• [EXCERPTED PASSAGE]:
------------
Dane O'Connor
Dane O'Connor

Reputation: 77378

Why do I need to reload this child association?

I often run into an issue when wiring active record associations and I'm looking to finally understand what's causing it (rather than just working around it).

When associating children to parents via parent.children<<, references to the children correctly update themselves. This doesn't work the same if the relationship is established in reverse (if done via child.parent=).

Why does this happen? Is there a way to make the relationship bi-directional?

I've tried inverse_of in the past with no success. I'm hoping its because I just don't understand enough about what's going on here.

Example:

Given these Models:

class Task < ActiveRecord::Base
  belongs_to :batch

  attr_accessor :state
end

class Batch < ActiveRecord::Base
  has_many :tasks

  def change_tasks
     tasks.each { |x| x.state = "started" }
  end
end

Why does the first spec fail but the second pass? Can I make the first pass? For some reason I need to reload in the first spec but not in the second.

describe "avoiding reload" do

  context "when association established via child.parent=" do
    it "updates child references" do
      b = Batch.create
      t = Task.create(batch: b)

      b.change_tasks

      b.tasks[0].state.should == "started" # passes
      t.state.should == "started" # fails!?
      t.reload.state.should == "started" # passes, note the reload
    end
  end

  context "when association established via parent.children<<" do
    it "updates child references" do
      b = Batch.create
      t = Task.create
      b.tasks << t

      b.change_tasks

      b.tasks[0].state.should == "started" # passes
      t.state.should == "started" # passes
    end
  end

end

Thanks for the help.

Upvotes: 2

Views: 1219

Answers (2)

dimuch
dimuch

Reputation: 12818

Short answer is the objects are different in the first spec and second one.

In the first spec you have 2 different objects (try to check in rails console):

t.object_id != b.tasks[0].object_id

While both objects refer to same record, they are different. You have changed b.tasks[0], but t is unchanged till reloading.

In the second spec there is only object:

t.object_id == b.tasks[0].object_id   

So any updates of t will be reflected in b.tasks[0], and vice verse.

Upvotes: 1

Mark Bolusmjak
Mark Bolusmjak

Reputation: 24419

It has to do with your order of operations.

In the first test you call Task.create. create takes the parameters and saves to the database and returns the result post save. The reference it has to it's batch will not necessarily be the same batch you have a handle on in the scope of your test.

In the second test, you assign the task after you call create. Then access it immediately. So the same task t is references within change_tasks and during t.state.should == "started".
------------
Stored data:

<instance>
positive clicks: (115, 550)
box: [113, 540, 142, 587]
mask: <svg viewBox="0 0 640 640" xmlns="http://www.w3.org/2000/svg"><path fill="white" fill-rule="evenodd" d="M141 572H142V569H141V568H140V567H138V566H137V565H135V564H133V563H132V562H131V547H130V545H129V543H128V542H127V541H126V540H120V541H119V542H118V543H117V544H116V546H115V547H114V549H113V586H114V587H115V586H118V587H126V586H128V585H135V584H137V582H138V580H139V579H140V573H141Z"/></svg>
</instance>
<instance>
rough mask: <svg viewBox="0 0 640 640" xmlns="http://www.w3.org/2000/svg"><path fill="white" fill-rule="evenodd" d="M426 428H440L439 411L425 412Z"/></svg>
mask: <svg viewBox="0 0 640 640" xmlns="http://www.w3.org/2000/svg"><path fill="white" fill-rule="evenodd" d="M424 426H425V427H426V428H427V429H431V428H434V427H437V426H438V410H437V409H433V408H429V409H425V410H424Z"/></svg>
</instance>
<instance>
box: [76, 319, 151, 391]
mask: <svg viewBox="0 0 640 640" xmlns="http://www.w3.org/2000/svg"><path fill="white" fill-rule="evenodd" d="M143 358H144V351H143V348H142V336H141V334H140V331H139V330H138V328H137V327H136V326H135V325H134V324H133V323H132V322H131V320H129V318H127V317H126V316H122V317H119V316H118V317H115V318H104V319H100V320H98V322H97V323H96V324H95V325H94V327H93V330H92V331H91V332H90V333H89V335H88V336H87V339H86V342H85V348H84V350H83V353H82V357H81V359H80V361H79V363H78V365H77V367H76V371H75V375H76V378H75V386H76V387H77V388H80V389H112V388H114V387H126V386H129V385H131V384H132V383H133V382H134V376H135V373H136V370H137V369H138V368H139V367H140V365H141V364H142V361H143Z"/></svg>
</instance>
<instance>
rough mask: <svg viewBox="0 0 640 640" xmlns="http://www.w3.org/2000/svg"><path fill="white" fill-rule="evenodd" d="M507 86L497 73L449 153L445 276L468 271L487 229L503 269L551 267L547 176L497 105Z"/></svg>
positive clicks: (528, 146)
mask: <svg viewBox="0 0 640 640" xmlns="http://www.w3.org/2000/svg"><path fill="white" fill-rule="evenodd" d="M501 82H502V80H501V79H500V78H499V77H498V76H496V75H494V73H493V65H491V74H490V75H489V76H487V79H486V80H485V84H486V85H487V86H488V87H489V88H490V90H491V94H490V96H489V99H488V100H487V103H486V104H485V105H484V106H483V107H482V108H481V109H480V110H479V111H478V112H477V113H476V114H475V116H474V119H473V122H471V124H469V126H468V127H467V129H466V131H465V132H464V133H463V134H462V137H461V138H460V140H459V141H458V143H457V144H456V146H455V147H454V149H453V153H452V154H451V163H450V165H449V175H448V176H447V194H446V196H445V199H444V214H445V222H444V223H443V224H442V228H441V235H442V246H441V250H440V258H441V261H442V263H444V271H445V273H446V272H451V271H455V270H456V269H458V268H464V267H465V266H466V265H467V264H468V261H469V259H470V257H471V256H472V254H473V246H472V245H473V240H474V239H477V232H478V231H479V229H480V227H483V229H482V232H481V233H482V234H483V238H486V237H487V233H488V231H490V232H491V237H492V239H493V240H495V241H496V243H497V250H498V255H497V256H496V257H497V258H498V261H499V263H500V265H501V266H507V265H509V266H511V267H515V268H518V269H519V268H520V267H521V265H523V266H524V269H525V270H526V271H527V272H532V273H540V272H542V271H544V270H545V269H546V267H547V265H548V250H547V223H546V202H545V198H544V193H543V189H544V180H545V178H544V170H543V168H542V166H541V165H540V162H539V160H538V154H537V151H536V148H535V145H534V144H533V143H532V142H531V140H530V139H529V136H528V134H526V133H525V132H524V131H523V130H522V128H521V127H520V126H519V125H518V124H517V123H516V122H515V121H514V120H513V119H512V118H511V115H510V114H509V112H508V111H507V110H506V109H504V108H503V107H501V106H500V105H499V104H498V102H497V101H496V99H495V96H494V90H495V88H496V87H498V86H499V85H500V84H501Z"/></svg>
------------
• [WORK INSTRUCTION A]: In the Rails association thread, which method did the asker try in the past without success to make the relationship bi-directional?
• [WORK INSTRUCTION B]: Print the stretch of the Rails association thread from "Why does the" through "in the second.".

• [REPLY A]: inverse_of

• [REPLY B]:
Why does the first spec fail but the second pass? Can I make the first pass? For some reason I need to reload in the first spec but not in the second.